Convert the data below into a JSON list of strings with one string per line, and leave out blank lines.

□ □ □

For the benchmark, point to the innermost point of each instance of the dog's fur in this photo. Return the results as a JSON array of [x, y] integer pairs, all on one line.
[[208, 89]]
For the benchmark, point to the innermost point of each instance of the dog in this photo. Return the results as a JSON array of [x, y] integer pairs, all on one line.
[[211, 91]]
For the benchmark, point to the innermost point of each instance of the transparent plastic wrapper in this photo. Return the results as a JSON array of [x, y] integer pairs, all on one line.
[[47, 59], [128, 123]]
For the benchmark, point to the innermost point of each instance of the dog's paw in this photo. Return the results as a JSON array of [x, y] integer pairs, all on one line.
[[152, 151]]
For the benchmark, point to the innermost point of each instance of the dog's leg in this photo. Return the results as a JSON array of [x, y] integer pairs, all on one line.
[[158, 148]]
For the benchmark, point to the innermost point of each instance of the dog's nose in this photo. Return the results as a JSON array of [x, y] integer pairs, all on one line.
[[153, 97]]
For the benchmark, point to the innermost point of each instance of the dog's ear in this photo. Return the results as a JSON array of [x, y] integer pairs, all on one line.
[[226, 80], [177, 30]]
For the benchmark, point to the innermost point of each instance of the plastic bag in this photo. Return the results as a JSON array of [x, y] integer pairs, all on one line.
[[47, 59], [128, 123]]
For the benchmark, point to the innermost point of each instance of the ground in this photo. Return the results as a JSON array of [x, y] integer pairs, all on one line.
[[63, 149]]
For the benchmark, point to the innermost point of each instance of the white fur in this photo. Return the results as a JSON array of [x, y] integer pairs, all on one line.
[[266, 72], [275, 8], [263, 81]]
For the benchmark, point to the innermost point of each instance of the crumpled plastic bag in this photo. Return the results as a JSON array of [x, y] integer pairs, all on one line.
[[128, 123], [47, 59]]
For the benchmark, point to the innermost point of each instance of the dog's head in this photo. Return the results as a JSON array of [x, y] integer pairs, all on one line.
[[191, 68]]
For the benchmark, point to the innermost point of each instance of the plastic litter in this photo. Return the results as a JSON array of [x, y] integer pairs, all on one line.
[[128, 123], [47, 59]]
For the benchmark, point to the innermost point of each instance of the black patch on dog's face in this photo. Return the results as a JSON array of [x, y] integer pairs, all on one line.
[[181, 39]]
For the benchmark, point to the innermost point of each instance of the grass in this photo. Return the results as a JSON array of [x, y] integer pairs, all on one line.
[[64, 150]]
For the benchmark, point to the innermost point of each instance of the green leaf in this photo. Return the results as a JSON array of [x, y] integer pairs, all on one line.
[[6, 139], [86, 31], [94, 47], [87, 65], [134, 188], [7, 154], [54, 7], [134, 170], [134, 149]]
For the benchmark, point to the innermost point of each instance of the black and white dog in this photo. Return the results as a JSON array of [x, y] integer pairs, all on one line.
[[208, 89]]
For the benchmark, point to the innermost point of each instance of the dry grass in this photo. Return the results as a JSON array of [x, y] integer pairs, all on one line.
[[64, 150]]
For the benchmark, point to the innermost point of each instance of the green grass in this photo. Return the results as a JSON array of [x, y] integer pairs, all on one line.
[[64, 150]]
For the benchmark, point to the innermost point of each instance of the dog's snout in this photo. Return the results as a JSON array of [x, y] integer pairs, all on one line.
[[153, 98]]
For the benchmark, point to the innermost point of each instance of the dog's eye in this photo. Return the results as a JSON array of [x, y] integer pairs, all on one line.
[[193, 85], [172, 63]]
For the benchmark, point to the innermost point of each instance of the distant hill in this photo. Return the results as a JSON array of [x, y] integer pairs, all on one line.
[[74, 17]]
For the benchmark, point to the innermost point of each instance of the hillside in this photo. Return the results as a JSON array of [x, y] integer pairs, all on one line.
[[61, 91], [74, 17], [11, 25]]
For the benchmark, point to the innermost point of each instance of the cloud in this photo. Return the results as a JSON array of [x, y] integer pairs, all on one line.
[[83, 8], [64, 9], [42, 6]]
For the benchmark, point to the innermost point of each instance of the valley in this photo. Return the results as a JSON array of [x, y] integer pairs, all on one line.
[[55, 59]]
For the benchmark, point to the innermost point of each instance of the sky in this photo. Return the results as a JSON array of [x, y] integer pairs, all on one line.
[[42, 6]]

□ □ □

» **Response to this task**
[
  "For the benchmark, point to the innermost point of each instance of the dog's fur in this photo. Return the results as a JSON array of [x, y] integer pairs, all on one line.",
  "[[208, 89]]",
  "For the benchmark, point to the innermost point of each instance of the dog in this photo. Return the results as a JSON array of [x, y] integer pairs, all on one line.",
  "[[211, 91]]",
  "For the benchmark, point to the innermost point of each instance of the transparent plastic wrapper in this photo. Return the results as a JSON array of [x, y] integer pairs, all on one line.",
  "[[47, 59], [128, 123]]",
  "For the benchmark, point to the innermost point of each instance of the dog's paw in this photo. Return the results as a JSON array of [x, y] integer pairs, all on one line.",
  "[[152, 151]]",
  "For the benchmark, point to the innermost point of each instance of the dog's leg in this photo. Return the results as a JSON array of [x, y] integer pairs, all on one line.",
  "[[158, 148]]",
  "For the benchmark, point to the innermost point of each instance of the dog's nose in this photo. Return the results as a JSON array of [x, y] integer pairs, all on one line.",
  "[[153, 97]]",
  "For the benchmark, point to the innermost point of each instance of the dog's ear in this photo. Return the results as a JSON array of [x, y] integer pairs, all on one line.",
  "[[226, 80], [177, 30]]",
  "For the benchmark, point to the innermost point of each instance of the plastic bag in this photo. Return the results as a JSON array of [x, y] integer pairs, all on one line.",
  "[[47, 59], [128, 123]]",
  "For the benchmark, point to the innermost point of each instance of the ground in this photo. Return the results as a JSON array of [x, y] integer pairs, all on one line.",
  "[[63, 149]]",
  "For the benchmark, point to the innermost point of each instance of the white fur in this photo. Return the results as a JSON array of [x, y] integer pairs, all on one line.",
  "[[266, 72], [275, 8], [263, 81]]",
  "For the benchmark, point to the innermost point of each instance of the crumpled plastic bag in this photo. Return the results as a JSON array of [x, y] integer pairs, all on one line.",
  "[[128, 123], [47, 59]]",
  "For the benchmark, point to the innermost point of each instance of the dog's head in this photo. Return the results as a JSON array of [x, y] integer pairs, all on one line.",
  "[[191, 68]]",
  "For the benchmark, point to the innermost point of each instance of the plastic litter in this photo. Return the results as a JSON array of [x, y] integer pairs, all on one line.",
  "[[128, 123], [47, 59]]",
  "For the benchmark, point to the innermost point of each instance of the black patch on dog's face in this photo. Return the results as a JSON array of [x, y] integer pairs, all on one line.",
  "[[181, 39]]",
  "For the benchmark, point to the innermost point of each instance of the grass in this photo. Return the results as a JSON array of [x, y] integer pairs, all on one line.",
  "[[64, 150]]",
  "For the benchmark, point to the innermost point of each instance of the green leaf in this photo. Return the results as a JSON array of [x, y] integer pairs, all on one line.",
  "[[6, 139], [86, 31], [94, 47], [87, 65], [134, 188], [7, 154], [54, 7], [134, 170], [134, 149]]",
  "For the benchmark, point to the innermost point of each instance of the black and white dog in this photo. Return the results as a JSON array of [x, y] integer pairs, all on one line.",
  "[[208, 89]]",
  "For the benchmark, point to the innermost point of each instance of the dry grass in this photo. Return the results as a JSON array of [x, y] integer pairs, all on one line.",
  "[[64, 150]]",
  "For the benchmark, point to the innermost point of each instance of the green grass in this photo. Return the results as a JSON array of [x, y] integer pairs, all on one line.",
  "[[64, 150]]",
  "For the benchmark, point to the innermost point of each instance of the dog's snout in this photo. Return the results as a JSON array of [x, y] integer pairs, all on one line.",
  "[[153, 98]]",
  "For the benchmark, point to the innermost point of each instance of the dog's eye in this photo. Return the results as a JSON array of [x, y] integer pairs, all on one line.",
  "[[193, 85], [172, 63]]",
  "For the benchmark, point to the innermost point of each instance of the distant hill in this photo. Return the results as a JSON array of [x, y] integer pairs, all on one line.",
  "[[74, 17]]",
  "For the benchmark, point to the innermost point of each instance of the hillside in this photo. Return the results as a JSON array of [x, y] integer pairs, all on one line.",
  "[[61, 91], [74, 17], [11, 25]]",
  "For the benchmark, point to the innermost point of each instance of the cloud in this photo. Return the results as a JSON array of [x, y] integer pairs, all on one line.",
  "[[83, 8], [64, 9], [42, 6]]",
  "For the benchmark, point to the innermost point of each instance of the valley in this photo. Return the results as a JSON array of [x, y] integer pairs, all on one line.",
  "[[55, 59]]",
  "For the benchmark, point to the innermost point of each instance of the sky in this photo. Return the results as a JSON array of [x, y] integer pairs, all on one line.",
  "[[42, 6]]"
]